W końcu jakaś wiadomość. Wczoraj otrzymałem mailem potwierdzenie o wygraniu jednej aukcji. Trochę dziwne, że bez żadnego załącznika, ale przynajmniej dobre i to. Z mojej strony małe podsumowanie aukcji PTN. Większość uwag piszę z pozycji obserwatora, bo nie uczestniczyłem w licytacji na żywo. A mój udział ograniczył się tylko do wysłania limitów na dwie pozycje.
Plusy:
- przed aukcyjne informacje, tu na pewno wielka zasługa Kolegi Tomasza. Brawo za poświęcony czas, pokazywanie przykładowych pozycji, informowania.

# Zadanie pisemne 1:
Odpowiedz na pytania do podsumowania aukcji PTN:
(a) Co przyszło wczoraj mailem?
(b) Na ile pozycji wysłano limity?
(c) Komu przypisano zasługę za informacje przed aukcją?
# Zadanie pisemne 2:
Rozbuduj podsumowanie aukcji PTN, pisząc jego dalszy ciąg od ostatniego zdania.

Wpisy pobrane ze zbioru
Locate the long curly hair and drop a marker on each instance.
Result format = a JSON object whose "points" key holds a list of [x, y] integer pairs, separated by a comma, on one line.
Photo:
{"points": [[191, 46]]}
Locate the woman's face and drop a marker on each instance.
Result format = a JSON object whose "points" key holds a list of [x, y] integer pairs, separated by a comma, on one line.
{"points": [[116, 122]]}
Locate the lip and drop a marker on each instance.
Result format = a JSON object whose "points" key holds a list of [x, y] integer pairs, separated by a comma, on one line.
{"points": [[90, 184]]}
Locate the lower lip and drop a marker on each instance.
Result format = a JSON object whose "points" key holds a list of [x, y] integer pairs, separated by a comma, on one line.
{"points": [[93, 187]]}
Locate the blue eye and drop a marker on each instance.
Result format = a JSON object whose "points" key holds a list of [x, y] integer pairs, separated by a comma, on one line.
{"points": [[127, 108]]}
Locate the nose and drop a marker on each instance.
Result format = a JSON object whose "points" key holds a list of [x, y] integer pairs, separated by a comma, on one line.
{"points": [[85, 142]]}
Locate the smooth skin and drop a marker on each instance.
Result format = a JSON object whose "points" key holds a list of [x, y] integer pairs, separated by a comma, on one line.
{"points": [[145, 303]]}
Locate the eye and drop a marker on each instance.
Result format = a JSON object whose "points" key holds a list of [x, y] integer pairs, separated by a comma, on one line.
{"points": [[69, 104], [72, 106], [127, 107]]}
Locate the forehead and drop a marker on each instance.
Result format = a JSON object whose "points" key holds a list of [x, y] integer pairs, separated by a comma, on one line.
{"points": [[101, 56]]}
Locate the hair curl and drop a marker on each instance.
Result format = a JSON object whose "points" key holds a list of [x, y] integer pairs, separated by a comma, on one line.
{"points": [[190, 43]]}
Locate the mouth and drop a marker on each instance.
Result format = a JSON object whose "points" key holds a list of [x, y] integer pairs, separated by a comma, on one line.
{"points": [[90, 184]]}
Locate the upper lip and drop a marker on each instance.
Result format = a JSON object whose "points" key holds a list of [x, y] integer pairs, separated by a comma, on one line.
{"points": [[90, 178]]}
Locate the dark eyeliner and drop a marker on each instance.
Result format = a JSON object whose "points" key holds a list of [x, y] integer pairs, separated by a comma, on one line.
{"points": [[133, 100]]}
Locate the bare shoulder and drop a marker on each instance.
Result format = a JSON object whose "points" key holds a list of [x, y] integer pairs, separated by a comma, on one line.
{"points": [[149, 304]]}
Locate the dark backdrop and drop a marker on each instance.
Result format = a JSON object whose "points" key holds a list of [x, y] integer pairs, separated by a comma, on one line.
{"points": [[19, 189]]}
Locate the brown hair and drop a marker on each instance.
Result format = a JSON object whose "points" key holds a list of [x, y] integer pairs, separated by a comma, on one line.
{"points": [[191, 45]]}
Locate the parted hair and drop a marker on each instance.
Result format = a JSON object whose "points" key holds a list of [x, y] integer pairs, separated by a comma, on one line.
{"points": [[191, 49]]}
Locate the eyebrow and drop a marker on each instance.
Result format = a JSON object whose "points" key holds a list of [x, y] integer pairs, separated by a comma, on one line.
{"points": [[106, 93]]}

# Odpowiedź na zadanie 1:
(a) Potwierdzenie o wygraniu jednej aukcji, bez żadnego załącznika.
(b) Na dwie pozycje.
(c) Koledze Tomaszowi.

# Odpowiedź na zadanie 2:
- dobre opisy i podawanie wagi monety
- mimo perturbacji na plus należy zaliczyć również krok do przodu, jakim było udostępnienie licytacji on-line
- ogólno dostępny katalog w formie PDF
- doskonałej jakości zdjęcia dostępne na stronie licytacji on-line
- duże zainteresowanie co przełożyło się w wielu przypadkach na uzyskane ceny
Minusy:
- na pierwszy plan wysuwa się głośna sprawa z ujawnieniem limitów na sali. I jeszcze gorsza reakcja PTN na pytanie o zaistniałą sytuację. Umywanie rączki, że co złe to nie my. Po prostu nie przystoi takiej organizacji. Po pierwsze reakcja na błąd systemu powinna być natychmiastowa i już po wyświetleniu paru limitów przy pierwszych pozycjach, powinno nastąpić wyłączenie ekranu. Krótka przerwa i komunikat do obecnych na sali. Natomiast z relacji osób obecnych na sali, organizator dopiero na prośbę licytujących to zrobił. Czyli żółta kartka za brak reakcji. Natomiast po nagłośnieniu sprawy nastąpiło chowanie głowy w piasek i uniki. Twierdzenie, że za wszystko odpowiada firma informatyczna nie jest do końca prawdziwe, bo organizatorem aukcji był PTN. To PTN prowadził licytację na sali, na której limity zostały wyświetlone. To PTN odpowiada za to co się działo w tym pomieszczeniu.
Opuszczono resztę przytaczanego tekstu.